Continue the functionwords package description from the point where it stops, writing the next part in the same style.

— Begin Excerpt to read —

Metadata-Version: 2.1
Name: functionwords
Version: 0.4.0
Summary: Better curated Chinese and English function words.
Home-page: https://github.com/Wang-Haining/functionwords
License: MIT
Author: Haining Wang
Author-email: hw56@indiana.edu
Requires-Python: >=3.8,<4.0
Classifier: License :: OSI Approved :: MIT License
Classifier: Programming Language :: Python :: 3
Classifier: Programming Language :: Python :: 3.8
Classifier: Programming Language :: Python :: 3.9
Project-URL: Repository, https://github.com/Wang-Haining/functionwords
Description-Content-Type: text/markdown

# functionwords


The functionwords package aims at providing **better curated** function words.


For now, it supports four kinds of function words: modern Chinese ([`chinese_simplified_modern`][1]), classical Chinese (in simplified Chinese character, [`chinese_classical_naive`][2] and [`chinese_classical_comprehensive`][3]), and modern English ([`english`][4]).

— End Excerpt to read —
— Begin Supplied records —

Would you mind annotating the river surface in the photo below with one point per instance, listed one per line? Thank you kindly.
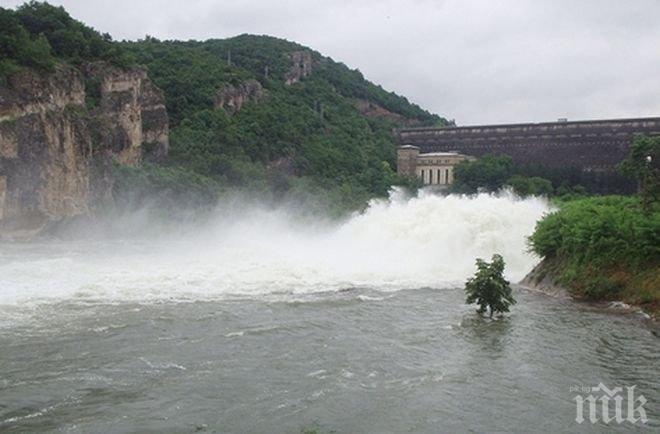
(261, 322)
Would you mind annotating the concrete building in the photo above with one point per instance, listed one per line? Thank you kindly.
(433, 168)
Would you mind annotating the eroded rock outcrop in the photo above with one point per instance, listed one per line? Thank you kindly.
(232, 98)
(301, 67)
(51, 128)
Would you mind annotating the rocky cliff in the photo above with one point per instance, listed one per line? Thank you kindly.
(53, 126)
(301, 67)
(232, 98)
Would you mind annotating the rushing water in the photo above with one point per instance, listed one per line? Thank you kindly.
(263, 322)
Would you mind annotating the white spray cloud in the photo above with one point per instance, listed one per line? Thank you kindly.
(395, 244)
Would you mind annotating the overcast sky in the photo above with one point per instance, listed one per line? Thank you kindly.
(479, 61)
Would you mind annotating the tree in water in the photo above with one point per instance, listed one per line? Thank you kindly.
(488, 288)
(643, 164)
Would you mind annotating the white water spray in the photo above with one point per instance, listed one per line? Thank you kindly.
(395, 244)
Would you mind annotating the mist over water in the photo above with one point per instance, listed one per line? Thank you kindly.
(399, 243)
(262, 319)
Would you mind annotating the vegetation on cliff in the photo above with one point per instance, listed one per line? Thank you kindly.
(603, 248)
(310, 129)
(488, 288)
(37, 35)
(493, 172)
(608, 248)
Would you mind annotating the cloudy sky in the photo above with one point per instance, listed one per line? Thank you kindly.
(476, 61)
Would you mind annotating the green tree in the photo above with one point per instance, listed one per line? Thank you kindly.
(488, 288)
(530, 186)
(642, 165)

— End Supplied records —

**Answer**
The `FunctionWords` class does the heavy lifting. Initiate it with the desired function word list `name`. The instance has three methods (.`remove_function_words()`, `count_function_words()`, and `get_function_words()`) and three attributes (`name`, `function_words`, and `description`).


|Name      |# of function words| &nbsp; &nbsp; &nbsp; &nbsp;Description &nbsp; &nbsp; &nbsp; &nbsp;|
|:----:|:----:|:----|
| `chinese_simplified_modern`      |  819 |compiled from the [dictionary][1]     |
| `chinese_classical_naive`        |  32  |harvested from the [platforms][2] |
| `chinese_classical_comprehensive`|  466 |compiled from the [dictionary][3]     |
| `english`                        |  403 |adapted from [software][4]     |

For more details, see FunctionWords instance's attribute `description`.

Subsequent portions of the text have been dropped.